CONSIGNE
Reprenez mot pour mot le passage du texte sur le Grenelle des violences conjugales qui commence à « dimanche 15 septembre » et se termine à « mises à contribution. ».

TEXTE FOURNI
Les « blacklistées » du « Grenelle des violences conjugales »

dimanche 15 septembre 2019.
 

TEXTE COLLECTIF DES « BLACKLISTÉES » À LA VEILLE DU GRENELLE DES VIOLENCES FAITES AUX FEMMES.

On ne peut pas dire que nous étions confiantes, non. Mais nous pensions que la raison allait prévaloir. Que face à l’augmentation croissante catastrophique des féminicides la Grande Cause Nationale allait enfin triompher. Que les solutions que les féministes qui travaillent depuis 50 ans pour certaines d’entre elles auprès des femmes victimes de violences remplissant ainsi des missions de service public seraient adoptées. Que toutes les compétences seraient mises à contribution.

Et bien, non, nous nous sommes trompées, d’autres considérations l’ont visiblement emporté. Ont été évoqués la nécessité d’être subventionnées, le fait d’être constituées en association loi de 1901, l’exiguïté des locaux de Matignon alors qu’un mail d’inscription a été très largement diffusé, etc. Las, en quoi ces éléments sont-ils la garantie d’une compétence dans le domaine ? Quelles sont les véritables motivations de cet écrémage ?

Comment peut-on exclure de ce Grenelle, le Collectif National pour les Droits des Femmes dont la proposition de loi-cadre contre les violences faites aux femmes a été la source d’inspiration de la loi du 9 juillet 2010 qui a créé l’ordonnance de protection et reconnu les violences psychologiques au sein du couple ? Comment peut-on exclure de ce Grenelle Abandon de Famille alors que ce collectif est spécialiste des violences économiques au sein de la famille ? Comment peut-on exclure de ce Grenelle Osez le Féminisme alors que cette association se bat depuis des années pour la reconnaissance du terme de féminicide ? Comment peut-on exclure de ce Grenelle les Maisons des Femmes de Paris et de Montreuil qui reçoivent des journées entières des femmes victimes de violences ?Comment peut-on exclure de ce Grenelle la CIMADE qui apporte une aide si considérable aux réfugiées et aux migrantes, victimes de violences ?

DONNÉES ENREGISTRÉES
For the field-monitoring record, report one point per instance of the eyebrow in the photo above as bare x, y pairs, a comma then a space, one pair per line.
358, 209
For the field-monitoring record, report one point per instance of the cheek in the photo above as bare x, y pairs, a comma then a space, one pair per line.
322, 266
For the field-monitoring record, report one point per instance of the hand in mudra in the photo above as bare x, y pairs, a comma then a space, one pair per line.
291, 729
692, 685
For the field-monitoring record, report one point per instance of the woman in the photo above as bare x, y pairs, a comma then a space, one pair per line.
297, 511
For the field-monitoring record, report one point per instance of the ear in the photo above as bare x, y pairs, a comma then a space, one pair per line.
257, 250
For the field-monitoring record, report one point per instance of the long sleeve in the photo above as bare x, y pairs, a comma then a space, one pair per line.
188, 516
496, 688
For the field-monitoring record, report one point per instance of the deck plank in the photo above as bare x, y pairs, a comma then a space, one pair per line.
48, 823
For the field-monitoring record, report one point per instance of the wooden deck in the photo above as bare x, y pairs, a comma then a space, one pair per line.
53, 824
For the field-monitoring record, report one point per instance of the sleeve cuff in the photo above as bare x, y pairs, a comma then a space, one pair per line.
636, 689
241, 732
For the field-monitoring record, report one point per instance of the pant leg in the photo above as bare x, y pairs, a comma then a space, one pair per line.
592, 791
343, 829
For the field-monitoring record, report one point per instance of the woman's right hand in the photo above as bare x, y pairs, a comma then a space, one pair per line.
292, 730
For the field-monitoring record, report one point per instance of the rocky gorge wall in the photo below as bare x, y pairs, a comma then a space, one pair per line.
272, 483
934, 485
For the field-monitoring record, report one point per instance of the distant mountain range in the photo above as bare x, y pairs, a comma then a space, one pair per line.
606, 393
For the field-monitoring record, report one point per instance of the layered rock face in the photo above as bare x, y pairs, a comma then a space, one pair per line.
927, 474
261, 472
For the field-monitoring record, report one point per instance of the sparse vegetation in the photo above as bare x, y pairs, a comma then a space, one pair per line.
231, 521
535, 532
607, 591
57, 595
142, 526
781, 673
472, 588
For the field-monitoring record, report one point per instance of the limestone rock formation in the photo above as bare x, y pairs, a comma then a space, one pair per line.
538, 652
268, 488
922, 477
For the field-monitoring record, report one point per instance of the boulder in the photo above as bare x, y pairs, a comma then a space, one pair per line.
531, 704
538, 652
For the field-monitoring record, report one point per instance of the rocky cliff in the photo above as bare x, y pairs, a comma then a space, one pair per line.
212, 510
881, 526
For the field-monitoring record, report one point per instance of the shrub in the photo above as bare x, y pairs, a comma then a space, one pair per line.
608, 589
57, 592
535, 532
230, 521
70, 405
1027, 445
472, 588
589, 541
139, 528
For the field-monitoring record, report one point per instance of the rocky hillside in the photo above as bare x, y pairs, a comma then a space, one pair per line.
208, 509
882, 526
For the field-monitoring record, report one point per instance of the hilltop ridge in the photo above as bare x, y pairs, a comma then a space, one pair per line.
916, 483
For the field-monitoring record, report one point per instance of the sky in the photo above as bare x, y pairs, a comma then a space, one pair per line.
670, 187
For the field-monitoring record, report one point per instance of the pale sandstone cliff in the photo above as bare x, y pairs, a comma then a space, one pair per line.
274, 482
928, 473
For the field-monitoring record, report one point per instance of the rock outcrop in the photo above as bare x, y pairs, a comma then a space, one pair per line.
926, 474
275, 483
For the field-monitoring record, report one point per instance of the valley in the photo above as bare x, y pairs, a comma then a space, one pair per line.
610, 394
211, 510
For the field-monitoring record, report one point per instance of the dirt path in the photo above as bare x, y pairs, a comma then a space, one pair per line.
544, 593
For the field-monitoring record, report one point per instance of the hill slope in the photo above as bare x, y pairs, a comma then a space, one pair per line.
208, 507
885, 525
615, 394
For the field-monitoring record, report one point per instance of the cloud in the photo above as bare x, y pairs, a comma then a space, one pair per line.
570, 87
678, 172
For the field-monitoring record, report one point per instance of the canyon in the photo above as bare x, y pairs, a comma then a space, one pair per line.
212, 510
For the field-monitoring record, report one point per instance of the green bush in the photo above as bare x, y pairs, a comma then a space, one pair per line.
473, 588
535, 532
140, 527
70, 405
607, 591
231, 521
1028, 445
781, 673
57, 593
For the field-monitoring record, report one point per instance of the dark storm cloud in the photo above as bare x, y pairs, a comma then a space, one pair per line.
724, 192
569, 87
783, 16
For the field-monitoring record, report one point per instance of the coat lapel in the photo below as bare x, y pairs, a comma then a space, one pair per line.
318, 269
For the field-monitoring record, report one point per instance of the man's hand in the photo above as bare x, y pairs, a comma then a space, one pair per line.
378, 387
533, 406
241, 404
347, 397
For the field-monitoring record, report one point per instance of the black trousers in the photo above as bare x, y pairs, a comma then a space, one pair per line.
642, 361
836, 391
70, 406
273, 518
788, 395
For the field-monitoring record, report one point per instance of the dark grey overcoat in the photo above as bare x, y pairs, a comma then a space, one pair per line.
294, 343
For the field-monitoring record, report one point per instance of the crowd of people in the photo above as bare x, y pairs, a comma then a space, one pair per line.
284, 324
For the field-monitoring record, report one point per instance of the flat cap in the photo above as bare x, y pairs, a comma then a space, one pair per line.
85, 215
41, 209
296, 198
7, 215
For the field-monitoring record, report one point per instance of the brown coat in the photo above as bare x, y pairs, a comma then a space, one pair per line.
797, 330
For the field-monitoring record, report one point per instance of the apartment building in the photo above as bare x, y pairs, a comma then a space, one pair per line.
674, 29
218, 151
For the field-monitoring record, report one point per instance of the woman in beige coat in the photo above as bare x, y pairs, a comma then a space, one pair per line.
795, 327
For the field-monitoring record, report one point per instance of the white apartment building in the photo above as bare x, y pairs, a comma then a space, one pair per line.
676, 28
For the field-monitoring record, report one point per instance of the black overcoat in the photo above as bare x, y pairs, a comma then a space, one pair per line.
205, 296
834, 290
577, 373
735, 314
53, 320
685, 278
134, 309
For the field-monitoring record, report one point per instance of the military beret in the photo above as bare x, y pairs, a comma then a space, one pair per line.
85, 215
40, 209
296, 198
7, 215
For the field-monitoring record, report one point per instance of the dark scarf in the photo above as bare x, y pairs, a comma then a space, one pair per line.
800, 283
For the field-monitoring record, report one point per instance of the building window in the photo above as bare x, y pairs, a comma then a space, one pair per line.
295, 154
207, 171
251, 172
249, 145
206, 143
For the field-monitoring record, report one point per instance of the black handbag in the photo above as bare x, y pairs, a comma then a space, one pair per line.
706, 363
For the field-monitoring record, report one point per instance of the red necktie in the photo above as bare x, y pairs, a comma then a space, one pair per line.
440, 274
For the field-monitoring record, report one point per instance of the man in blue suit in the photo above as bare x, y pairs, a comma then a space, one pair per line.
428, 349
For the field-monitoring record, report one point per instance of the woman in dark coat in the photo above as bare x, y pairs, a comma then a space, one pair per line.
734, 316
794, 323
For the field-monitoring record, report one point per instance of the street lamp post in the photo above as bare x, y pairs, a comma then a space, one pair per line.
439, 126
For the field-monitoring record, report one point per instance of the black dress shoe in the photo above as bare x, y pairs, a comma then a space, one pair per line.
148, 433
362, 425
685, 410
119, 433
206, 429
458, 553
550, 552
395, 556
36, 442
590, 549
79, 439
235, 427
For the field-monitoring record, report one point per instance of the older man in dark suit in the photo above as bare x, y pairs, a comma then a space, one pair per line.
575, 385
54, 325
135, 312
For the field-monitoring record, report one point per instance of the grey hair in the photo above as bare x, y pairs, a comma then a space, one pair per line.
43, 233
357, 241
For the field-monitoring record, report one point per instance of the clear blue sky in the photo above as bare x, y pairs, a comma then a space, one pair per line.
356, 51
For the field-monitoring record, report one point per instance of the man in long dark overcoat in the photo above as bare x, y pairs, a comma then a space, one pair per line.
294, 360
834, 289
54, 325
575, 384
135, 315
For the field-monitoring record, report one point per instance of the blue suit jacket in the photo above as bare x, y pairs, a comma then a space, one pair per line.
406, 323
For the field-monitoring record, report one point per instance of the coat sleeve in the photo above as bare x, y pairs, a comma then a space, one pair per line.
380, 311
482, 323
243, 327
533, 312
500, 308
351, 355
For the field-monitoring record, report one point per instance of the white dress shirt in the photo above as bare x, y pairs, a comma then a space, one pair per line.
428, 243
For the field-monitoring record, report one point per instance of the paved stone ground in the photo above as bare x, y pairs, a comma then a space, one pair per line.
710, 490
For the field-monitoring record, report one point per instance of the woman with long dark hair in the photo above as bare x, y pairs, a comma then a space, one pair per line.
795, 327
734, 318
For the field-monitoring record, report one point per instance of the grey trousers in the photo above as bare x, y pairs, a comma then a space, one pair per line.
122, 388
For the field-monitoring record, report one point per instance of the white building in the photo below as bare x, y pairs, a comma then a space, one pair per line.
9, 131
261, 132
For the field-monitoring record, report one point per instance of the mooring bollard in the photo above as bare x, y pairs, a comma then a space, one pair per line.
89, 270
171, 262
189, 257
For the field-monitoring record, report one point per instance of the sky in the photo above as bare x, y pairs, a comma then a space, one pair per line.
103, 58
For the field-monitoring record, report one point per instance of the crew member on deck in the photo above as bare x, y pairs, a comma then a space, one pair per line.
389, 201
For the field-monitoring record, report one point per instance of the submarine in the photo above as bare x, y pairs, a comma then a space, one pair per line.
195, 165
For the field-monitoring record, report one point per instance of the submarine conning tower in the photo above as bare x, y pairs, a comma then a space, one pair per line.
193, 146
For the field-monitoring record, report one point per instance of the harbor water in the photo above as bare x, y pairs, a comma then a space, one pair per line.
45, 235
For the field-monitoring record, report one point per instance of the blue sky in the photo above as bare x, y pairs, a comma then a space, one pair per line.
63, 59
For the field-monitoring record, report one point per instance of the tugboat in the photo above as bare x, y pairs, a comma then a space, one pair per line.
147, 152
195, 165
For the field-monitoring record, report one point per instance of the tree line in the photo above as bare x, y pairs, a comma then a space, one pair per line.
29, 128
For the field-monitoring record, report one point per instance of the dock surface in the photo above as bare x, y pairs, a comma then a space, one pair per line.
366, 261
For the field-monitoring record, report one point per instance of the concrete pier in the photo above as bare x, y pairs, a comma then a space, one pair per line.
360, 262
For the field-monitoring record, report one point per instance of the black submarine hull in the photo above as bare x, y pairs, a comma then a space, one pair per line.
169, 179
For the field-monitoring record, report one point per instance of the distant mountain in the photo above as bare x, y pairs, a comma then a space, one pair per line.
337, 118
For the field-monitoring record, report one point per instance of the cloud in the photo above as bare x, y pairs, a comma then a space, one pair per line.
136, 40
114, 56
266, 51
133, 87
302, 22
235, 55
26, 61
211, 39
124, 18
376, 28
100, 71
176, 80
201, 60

RÉSULTAT CI-DESSOUS
dimanche 15 septembre 2019.
 

TEXTE COLLECTIF DES « BLACKLISTÉES » À LA VEILLE DU GRENELLE DES VIOLENCES FAITES AUX FEMMES.

On ne peut pas dire que nous étions confiantes, non. Mais nous pensions que la raison allait prévaloir. Que face à l’augmentation croissante catastrophique des féminicides la Grande Cause Nationale allait enfin triompher. Que les solutions que les féministes qui travaillent depuis 50 ans pour certaines d’entre elles auprès des femmes victimes de violences remplissant ainsi des missions de service public seraient adoptées. Que toutes les compétences seraient mises à contribution.